### Source document:
Jenn Hoos Rothberg -

Jul 28, 2022

A Summer Reading List on Belonging

The storefront of The Open Book bookstore.

In 2007, I moved to New York City and joined the foundation as its first full-time employee with a simple belief that authentic relationships – made up of trust, empathy, curiosity, and care, and where we feel rooted, connected, and loved – are indispensable in helping individuals and communities flourish and thrive.

This month, as I reflect on my fifteenth year at Einhorn Collaborative, formerly known as the Einhorn Family Charitable Trust, I find myself ever more committed to our mission. While our work is cast in a new light and better situated given the current context, what remains is an unwavering commitment to helping people embrace differences, find common ground, and build stronger relationships in service of our shared humanity. (You can read about our moment of reflection and re-imagination as a foundation here.)

In both my personal and professional journey, I am grateful for the many dear friends, partners, teachers, and elders whose wisdom I continually draw upon for inspiration and guidance as we work to advance this generational effort.

My passion and drive are a product of my insatiable curiosity, constantly seeking new ways to better understand what it will take to build a culture of belonging.

  • How do we connect across distance, history, and identity?
  • What does it take to foster true connection and acceptance?
  • How do shame, vulnerability, and curiosity shape our actions and relationships with others?
  • And what can we do as individuals and a collective to listen better, reach across differences, heal the divides, and build a relational, pluralistic culture?

I routinely turn back to these questions and seek out answers from different perspectives, experiences, vantage points, and worldviews. Despite the disheartening current evidence to the contrary, I continue to believe that the next chapter of our human story will be relational. I hope this reading list brings you joy, awe, ingenuity, provocation, and “aha!” moments as you take time to restore, replenish, and care for yourself and your loved ones this summer, as we need your help in ushering in the Relational Era.

Humankind: A Hopeful History
By Rutger Bregman

If there is one belief that has united the left and the right, psychologists and philosophers, ancient thinkers and modern ones, it is the tacit assumption that humans are bad. But what if it isn't true? Bregman shows us that believing in human generosity and collaboration isn't merely optimistic—it's realistic. Moreover, it has huge implications for how society functions. When we think the worst of people, it brings out the worst in our politics and economics. But if we believe in the reality of humanity's kindness and altruism, it will form the foundation for achieving true change in society, a case that Bregman makes convincingly with his signature wit, refreshing frankness, and memorable storytelling.

A Hidden Wholeness: The Journey Toward an Undivided Life
By Parker J. Palmer

In A Hidden Wholeness, Parker Palmer reveals the same compassionate intelligence and informed heart that shaped his best-selling books Let Your Life Speak and The Courage to Teach. Here he speaks to our yearning to live undivided lives—lives that are congruent with our inner truth—in a world filled with the forces of fragmentation.

### Written instruction:
Could you print the passage from the reading-list post on belonging, starting with "In both my personal" and going on through "history, and identity?", word for word?

### Supplied information:
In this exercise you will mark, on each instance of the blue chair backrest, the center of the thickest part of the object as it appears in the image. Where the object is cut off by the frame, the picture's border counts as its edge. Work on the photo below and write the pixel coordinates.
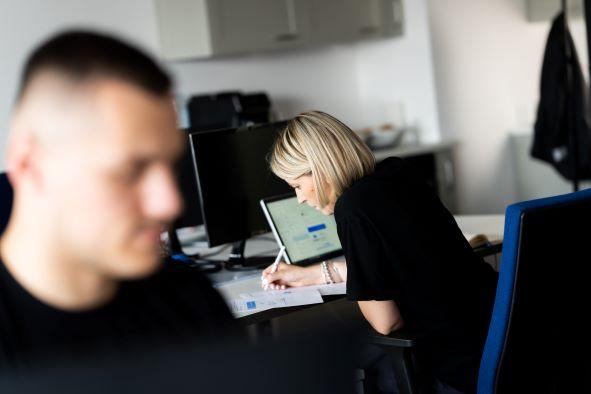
(538, 331)
(5, 201)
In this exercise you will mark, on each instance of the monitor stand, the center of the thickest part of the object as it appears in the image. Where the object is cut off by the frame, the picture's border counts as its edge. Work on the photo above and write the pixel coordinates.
(177, 254)
(237, 261)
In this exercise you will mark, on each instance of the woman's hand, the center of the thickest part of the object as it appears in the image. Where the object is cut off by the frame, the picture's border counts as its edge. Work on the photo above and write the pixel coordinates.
(288, 275)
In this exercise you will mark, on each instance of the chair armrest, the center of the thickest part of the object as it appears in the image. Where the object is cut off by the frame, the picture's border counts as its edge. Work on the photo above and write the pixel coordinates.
(399, 338)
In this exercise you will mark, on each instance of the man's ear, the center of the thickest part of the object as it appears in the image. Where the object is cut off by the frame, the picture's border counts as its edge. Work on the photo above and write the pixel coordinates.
(22, 160)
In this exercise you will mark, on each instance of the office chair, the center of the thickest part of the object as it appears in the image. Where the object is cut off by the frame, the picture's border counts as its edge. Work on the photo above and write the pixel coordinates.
(538, 341)
(5, 201)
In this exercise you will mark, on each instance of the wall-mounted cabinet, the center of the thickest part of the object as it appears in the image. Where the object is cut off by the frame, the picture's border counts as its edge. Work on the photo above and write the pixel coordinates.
(351, 20)
(207, 28)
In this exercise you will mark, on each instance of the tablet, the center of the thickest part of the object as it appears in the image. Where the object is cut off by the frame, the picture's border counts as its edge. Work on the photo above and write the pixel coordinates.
(307, 234)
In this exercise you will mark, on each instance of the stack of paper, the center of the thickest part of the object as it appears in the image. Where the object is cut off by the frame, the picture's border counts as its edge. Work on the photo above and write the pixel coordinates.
(257, 301)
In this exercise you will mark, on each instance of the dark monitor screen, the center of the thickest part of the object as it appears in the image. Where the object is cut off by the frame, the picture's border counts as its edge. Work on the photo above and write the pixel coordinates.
(233, 175)
(187, 183)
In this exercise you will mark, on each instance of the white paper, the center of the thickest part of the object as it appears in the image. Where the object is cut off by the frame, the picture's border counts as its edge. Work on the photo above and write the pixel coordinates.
(333, 289)
(258, 301)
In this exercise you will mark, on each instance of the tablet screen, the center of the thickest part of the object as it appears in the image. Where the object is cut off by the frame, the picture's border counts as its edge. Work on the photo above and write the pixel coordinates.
(307, 234)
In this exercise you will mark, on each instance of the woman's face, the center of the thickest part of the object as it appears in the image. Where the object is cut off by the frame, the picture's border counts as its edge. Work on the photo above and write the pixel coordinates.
(306, 192)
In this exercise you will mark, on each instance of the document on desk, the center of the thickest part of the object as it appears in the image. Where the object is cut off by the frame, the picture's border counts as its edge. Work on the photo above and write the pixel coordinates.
(331, 289)
(258, 301)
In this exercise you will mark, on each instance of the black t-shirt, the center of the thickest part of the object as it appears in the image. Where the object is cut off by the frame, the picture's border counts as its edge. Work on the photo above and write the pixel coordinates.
(176, 305)
(401, 244)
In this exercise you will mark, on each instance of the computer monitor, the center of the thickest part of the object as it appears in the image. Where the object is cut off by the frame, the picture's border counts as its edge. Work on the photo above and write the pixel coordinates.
(233, 176)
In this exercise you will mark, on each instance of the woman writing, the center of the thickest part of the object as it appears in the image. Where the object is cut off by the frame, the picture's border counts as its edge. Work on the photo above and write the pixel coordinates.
(407, 262)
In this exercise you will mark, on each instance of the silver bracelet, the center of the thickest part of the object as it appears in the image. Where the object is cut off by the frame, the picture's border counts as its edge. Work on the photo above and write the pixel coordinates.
(326, 273)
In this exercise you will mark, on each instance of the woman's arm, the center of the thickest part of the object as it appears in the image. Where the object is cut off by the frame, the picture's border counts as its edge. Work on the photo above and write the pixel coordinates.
(383, 316)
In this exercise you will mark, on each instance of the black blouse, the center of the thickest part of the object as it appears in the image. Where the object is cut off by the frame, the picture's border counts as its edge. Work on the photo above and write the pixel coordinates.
(402, 244)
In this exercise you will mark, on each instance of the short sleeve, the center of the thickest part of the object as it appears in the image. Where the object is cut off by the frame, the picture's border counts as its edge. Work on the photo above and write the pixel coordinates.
(369, 274)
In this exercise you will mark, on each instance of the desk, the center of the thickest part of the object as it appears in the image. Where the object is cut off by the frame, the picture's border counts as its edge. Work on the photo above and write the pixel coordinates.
(231, 283)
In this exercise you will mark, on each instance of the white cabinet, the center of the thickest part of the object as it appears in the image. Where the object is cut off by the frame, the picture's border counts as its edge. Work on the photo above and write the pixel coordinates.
(256, 25)
(351, 20)
(206, 28)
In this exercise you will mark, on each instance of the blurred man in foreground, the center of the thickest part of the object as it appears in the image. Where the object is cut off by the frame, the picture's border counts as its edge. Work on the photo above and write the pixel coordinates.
(90, 157)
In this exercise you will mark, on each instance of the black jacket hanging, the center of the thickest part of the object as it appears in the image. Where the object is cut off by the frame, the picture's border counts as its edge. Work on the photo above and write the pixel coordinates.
(556, 111)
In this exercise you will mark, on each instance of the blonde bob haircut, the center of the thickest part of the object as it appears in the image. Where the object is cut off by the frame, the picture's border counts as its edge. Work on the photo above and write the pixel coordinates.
(315, 143)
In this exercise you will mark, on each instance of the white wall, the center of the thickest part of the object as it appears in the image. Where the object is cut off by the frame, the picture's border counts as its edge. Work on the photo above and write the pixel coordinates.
(401, 71)
(487, 61)
(346, 80)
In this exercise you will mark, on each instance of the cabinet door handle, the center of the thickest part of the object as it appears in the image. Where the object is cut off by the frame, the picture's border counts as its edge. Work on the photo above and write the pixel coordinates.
(287, 37)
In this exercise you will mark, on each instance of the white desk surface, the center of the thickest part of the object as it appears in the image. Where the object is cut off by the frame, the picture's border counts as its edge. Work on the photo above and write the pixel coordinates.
(490, 225)
(232, 283)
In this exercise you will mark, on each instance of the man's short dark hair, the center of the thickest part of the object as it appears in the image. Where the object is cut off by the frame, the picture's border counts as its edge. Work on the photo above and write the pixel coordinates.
(81, 55)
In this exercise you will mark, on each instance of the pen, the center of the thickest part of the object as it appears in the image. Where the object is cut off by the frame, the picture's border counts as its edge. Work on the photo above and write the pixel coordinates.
(274, 266)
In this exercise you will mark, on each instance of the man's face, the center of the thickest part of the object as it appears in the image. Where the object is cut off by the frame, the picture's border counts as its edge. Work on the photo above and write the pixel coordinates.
(112, 189)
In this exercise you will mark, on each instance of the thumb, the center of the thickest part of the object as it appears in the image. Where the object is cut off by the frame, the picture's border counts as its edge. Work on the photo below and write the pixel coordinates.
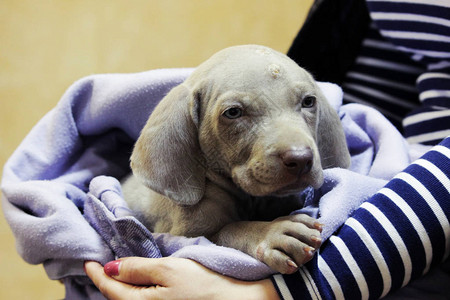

### Complete answer:
In both my personal and professional journey, I am grateful for the many dear friends, partners, teachers, and elders whose wisdom I continually draw upon for inspiration and guidance as we work to advance this generational effort.

My passion and drive are a product of my insatiable curiosity, constantly seeking new ways to better understand what it will take to build a culture of belonging.

  • How do we connect across distance, history, and identity?